PROBLEMS TO WORK ON
A. List the three pieces of advice Jane Liebschutz gives, in the order the domestic abuse text presents them.
B. Translate this sentence from the domestic abuse text into Spanish: "The stakes are high, not only for the victims but also for everyone else."
C. Write a continuation of the text on domestic abuse, beginning after its last sentence.

GIVEN TEXT
*** Begin section ***
Jane Liebschutz, M.D., associate professor of medicine and social and behavioral sciences at the Boston University schools of Medicine and Public Health
Speaker Jane Liebschutz focused on how people in the health professions can help domestic abuse victims as safely and effectively as possible.
First, she advised being careful when dealing with possible abuse victims. For example, she said, “You have to make you’re not putting a patient in a compromised situation by asking” if they’ve been hurt by a loved one.
If there is any chance that someone might overhear, she advised against asking to avoid the risk of making the patient’s situation worse.
Second, she explained why doctors should be careful about giving sedatives to patients they suspect were abused. “If you give somebody a sedating medication, you may be decreasing their ability to be vigilant and care for themselves.”
Third, she said it’s important to let domestic violence patients make their own decisions. “We don’t want to recreate the power and control relationship that the patient is already in or has experienced.”
“It’s really their decision whether they want to stay or go. It’s complex,” Liebschutz said. “It’s important that patients get a choice related to their violence situations but also related to health care.”
The stakes are high, not only for the victims but also for everyone else. The reason: Domestic violence accounts for more than $8 billion in medical and mental health costs and lost productivity in this country, Liebschutz said.
Alyssa Rheingold, Ph.D., associated professor of psychiatry and behavioral sciences at MUSC
|Alyssa Rheingold discusses the psychological impact of domestic abuse.|| |
Alyssa Rheingold, who serves as clinical director of the National Crime Victims and Research Center at MUSC in addition to her work as a professor, focused on the psychological impact of abuse during her speech.
“Roughly 1 in 4 women at some point in their life will be a victim of domestic violence,” she said. “That means either you are a woman in this room who has been impacted by domestic violence yourself or you know somebody who has.”
*** End section ***
Dataset items
*** Begin section ***
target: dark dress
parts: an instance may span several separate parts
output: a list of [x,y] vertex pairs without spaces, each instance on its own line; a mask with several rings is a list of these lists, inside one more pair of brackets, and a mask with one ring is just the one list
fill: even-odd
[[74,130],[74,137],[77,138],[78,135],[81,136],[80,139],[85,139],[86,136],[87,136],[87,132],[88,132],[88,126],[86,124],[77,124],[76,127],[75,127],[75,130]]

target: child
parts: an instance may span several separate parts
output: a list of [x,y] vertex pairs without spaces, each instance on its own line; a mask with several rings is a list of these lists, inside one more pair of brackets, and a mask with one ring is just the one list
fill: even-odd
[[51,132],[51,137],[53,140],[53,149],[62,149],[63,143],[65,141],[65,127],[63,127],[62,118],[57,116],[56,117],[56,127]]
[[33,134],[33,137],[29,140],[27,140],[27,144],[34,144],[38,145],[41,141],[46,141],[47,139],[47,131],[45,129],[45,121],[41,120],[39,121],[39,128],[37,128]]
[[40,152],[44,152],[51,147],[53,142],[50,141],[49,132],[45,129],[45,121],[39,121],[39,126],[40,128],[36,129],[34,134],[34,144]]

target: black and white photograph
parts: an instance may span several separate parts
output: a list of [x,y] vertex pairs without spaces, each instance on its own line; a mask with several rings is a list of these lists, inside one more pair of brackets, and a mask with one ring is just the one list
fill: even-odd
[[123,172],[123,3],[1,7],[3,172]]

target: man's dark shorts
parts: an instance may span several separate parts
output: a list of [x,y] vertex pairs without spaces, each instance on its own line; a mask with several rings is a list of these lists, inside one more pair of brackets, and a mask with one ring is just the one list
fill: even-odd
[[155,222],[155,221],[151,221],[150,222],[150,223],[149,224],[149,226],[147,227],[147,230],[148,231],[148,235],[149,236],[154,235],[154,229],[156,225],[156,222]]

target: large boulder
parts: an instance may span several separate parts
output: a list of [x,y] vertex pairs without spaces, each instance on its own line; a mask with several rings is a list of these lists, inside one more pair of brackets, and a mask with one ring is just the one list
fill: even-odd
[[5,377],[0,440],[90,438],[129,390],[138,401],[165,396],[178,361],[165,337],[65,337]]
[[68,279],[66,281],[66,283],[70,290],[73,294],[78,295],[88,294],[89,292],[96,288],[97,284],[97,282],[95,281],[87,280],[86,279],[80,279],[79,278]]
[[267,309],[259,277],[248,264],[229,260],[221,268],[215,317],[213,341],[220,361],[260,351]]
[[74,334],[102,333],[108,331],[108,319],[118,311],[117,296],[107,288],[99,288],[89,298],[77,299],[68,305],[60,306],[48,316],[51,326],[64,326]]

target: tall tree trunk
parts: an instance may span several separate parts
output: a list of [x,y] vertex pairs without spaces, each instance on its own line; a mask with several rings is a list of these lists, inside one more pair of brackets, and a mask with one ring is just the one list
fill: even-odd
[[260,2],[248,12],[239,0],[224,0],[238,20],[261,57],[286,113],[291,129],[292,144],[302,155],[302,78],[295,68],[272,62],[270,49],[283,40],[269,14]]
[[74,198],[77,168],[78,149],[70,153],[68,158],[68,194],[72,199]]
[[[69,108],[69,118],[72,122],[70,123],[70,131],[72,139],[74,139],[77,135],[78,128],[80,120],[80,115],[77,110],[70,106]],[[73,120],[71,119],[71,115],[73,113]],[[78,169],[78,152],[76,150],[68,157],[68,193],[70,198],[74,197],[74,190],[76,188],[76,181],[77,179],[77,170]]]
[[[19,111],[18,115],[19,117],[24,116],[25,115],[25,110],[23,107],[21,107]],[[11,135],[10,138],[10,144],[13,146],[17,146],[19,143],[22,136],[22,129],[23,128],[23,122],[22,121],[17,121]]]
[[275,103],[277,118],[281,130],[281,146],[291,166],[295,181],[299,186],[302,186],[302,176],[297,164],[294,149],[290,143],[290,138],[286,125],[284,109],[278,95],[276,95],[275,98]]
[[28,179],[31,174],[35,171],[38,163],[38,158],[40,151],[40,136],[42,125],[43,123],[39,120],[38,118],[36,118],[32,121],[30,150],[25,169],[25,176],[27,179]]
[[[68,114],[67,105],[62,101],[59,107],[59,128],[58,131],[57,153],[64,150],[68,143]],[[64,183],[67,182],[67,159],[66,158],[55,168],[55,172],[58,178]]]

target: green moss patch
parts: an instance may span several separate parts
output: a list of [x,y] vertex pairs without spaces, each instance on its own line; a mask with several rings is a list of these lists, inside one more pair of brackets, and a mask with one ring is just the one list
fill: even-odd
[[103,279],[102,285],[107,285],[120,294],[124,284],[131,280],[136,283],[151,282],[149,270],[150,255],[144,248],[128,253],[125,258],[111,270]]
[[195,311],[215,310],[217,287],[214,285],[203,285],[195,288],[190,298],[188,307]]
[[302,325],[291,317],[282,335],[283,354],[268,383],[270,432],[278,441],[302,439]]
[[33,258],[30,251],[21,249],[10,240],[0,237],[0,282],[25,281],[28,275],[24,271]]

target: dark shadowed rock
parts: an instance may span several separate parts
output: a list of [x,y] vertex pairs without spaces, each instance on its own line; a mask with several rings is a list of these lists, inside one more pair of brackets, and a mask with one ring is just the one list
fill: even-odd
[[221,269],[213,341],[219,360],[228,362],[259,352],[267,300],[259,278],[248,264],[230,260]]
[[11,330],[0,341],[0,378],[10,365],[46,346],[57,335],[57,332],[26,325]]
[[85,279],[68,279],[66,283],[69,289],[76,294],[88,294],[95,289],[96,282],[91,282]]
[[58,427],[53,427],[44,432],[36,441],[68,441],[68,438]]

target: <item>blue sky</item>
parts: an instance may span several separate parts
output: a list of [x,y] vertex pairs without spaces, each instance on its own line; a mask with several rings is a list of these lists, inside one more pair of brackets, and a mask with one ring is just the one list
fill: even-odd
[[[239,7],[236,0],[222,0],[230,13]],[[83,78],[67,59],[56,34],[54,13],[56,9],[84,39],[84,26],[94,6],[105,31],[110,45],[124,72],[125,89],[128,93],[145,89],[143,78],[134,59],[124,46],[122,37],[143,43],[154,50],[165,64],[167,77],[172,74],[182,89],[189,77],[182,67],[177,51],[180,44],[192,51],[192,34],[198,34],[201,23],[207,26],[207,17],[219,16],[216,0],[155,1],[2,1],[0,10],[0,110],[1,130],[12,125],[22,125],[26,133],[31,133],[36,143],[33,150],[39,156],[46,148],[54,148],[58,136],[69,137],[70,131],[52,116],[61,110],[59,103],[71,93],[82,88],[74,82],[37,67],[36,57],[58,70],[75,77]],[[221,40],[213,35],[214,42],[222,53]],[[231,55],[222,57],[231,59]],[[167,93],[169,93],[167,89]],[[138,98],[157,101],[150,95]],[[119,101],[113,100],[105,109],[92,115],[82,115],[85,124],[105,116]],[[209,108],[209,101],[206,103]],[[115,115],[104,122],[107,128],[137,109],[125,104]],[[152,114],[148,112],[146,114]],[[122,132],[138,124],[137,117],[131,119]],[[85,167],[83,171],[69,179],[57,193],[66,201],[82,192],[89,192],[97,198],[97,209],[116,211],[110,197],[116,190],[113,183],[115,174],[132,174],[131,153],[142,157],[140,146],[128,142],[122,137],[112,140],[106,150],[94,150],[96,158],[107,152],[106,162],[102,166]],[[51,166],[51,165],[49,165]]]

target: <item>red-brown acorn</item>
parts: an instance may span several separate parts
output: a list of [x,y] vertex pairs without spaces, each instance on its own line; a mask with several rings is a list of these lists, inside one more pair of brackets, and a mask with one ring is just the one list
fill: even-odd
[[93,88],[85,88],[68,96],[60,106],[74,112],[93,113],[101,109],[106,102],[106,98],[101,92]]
*** End section ***
SET OF ANSWERS
A.
1. Be careful when dealing with possible abuse victims, and don't ask about abuse if anyone might overhear.
2. Be careful about giving sedatives to patients suspected of being abused, since sedation may reduce their ability to stay vigilant and care for themselves.
3. Let domestic violence patients make their own decisions, both about their violence situations and about their health care.

B. Hay mucho en juego, no solo para las víctimas sino también para todos los demás.

C.
She used more numbers to demonstrate how powerful the impact can be. Between one third and one half of abuse victims develop post-traumatic stress disorder, she said, and the risk of alcohol abuse is increased by a factor of four.
So why do some people have those problems while others don’t?
Rheingold said three key factors affect a person’s resilience: genetics, environmental stress (such as other life problems or legal issues), and whether the victims have good social support.
In a separate interview, Rheingold said she was pleased that MUSC addressed the issue of domestic violence “within a forum that provides not only information about this underserved population but also thoughtful discussion about how to approach the complexities of violence in the home.”
She said MUSC is already taking steps to deal with domestic violence in the Tri-county area. Its National Crime Victims Research and Treatment Center has a division within the Department of Psychiatry and Behavioral Sciences at MUSC. It includes an outpatient clinic and an outreach center that offers intensive case management and therapy.
“Our faculty and staff are actively collaborating in a number of community-based prevention and intervention initiatives to best address the issue of domestic violence,” Rheingold said.
This marks the 21st year that MUSC has hosted the Pitts Lectureship in Medical Ethics. The series is named after Thomas Pitts, who served on the MUSC board of trustees and left a bequest to endow lectures on medical ethics.